::: TRECHO DO DOCUMENTO :::

Pensata

Antonio Carlos de Faria

05/06/2003

Matrix é pouco

E ainda tem gente que classifica o filme Matrix de ficção científica. Estamos tão acostumados a viver imersos em ilusões que nem mesmo as contestamos e até lhes exigimos bons resultados. Penso nessas coisas enquanto saio do cinema e não vejo nenhum policial. A polícia é uma das ilusões dos brasileiros.

Querem mais exemplos? Que tal aquelas mulheres maravilhosas que desfilam no Carnaval e depois não encontramos na realidade? O fato de vermos a Luma de Oliveira no sambódromo não significa que ela exista. Um olhar mais rigoroso -imediatamente menos feliz- mostra que na verdade ela é um símbolo da completude impossível.

Matrix, show de pancadaria high-tech com verniz filosófico, propõe que o visível é ilusório. Acontece a mesma coisa com o policial que não estava na saída do cinema. Ele continuaria sendo uma ilusão, mesmo que fosse possível vê-lo.

Afinal o que a sociedade pretende quando entrega armas e autoridade para pessoas treinadas por alguns meses e sem remuneração para ter uma vida digna? Só pode querer ser iludida, não é mesmo?

::: DADOS BRUTOS :::

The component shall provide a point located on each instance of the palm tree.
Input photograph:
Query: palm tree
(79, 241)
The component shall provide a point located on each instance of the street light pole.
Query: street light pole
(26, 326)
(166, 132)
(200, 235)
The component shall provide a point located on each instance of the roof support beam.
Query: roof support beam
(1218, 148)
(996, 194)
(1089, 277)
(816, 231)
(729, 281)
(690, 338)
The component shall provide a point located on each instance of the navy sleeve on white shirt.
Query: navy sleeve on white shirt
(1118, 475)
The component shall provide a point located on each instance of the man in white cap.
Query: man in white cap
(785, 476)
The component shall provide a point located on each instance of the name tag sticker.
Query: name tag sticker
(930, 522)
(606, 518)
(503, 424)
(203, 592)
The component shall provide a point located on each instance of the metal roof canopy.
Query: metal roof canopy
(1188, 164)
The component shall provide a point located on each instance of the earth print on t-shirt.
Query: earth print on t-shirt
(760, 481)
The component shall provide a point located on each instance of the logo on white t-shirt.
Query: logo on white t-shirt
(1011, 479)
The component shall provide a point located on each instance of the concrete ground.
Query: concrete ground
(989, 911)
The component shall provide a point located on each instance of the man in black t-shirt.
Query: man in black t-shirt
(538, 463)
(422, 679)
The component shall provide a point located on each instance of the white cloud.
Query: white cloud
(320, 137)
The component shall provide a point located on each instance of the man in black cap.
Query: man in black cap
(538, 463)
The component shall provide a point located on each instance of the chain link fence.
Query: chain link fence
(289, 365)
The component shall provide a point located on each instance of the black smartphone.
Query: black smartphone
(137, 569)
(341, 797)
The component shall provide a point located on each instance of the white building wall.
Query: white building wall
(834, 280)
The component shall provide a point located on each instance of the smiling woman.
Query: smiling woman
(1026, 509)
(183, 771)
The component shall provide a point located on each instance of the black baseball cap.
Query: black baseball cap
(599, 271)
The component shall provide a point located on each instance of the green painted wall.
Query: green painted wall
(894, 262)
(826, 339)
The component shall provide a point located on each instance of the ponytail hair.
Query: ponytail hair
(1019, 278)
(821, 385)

:::

**OBJETIVO**
Por favor, reproduza na íntegra o texto sobre Matrix, sem alterar nenhuma palavra.

**RESPOSTA**
Pensata

Antonio Carlos de Faria

05/06/2003

Matrix é pouco

E ainda tem gente que classifica o filme Matrix de ficção científica. Estamos tão acostumados a viver imersos em ilusões que nem mesmo as contestamos e até lhes exigimos bons resultados. Penso nessas coisas enquanto saio do cinema e não vejo nenhum policial. A polícia é uma das ilusões dos brasileiros.

Querem mais exemplos? Que tal aquelas mulheres maravilhosas que desfilam no Carnaval e depois não encontramos na realidade? O fato de vermos a Luma de Oliveira no sambódromo não significa que ela exista. Um olhar mais rigoroso -imediatamente menos feliz- mostra que na verdade ela é um símbolo da completude impossível.

Matrix, show de pancadaria high-tech com verniz filosófico, propõe que o visível é ilusório. Acontece a mesma coisa com o policial que não estava na saída do cinema. Ele continuaria sendo uma ilusão, mesmo que fosse possível vê-lo.

Afinal o que a sociedade pretende quando entrega armas e autoridade para pessoas treinadas por alguns meses e sem remuneração para ter uma vida digna? Só pode querer ser iludida, não é mesmo?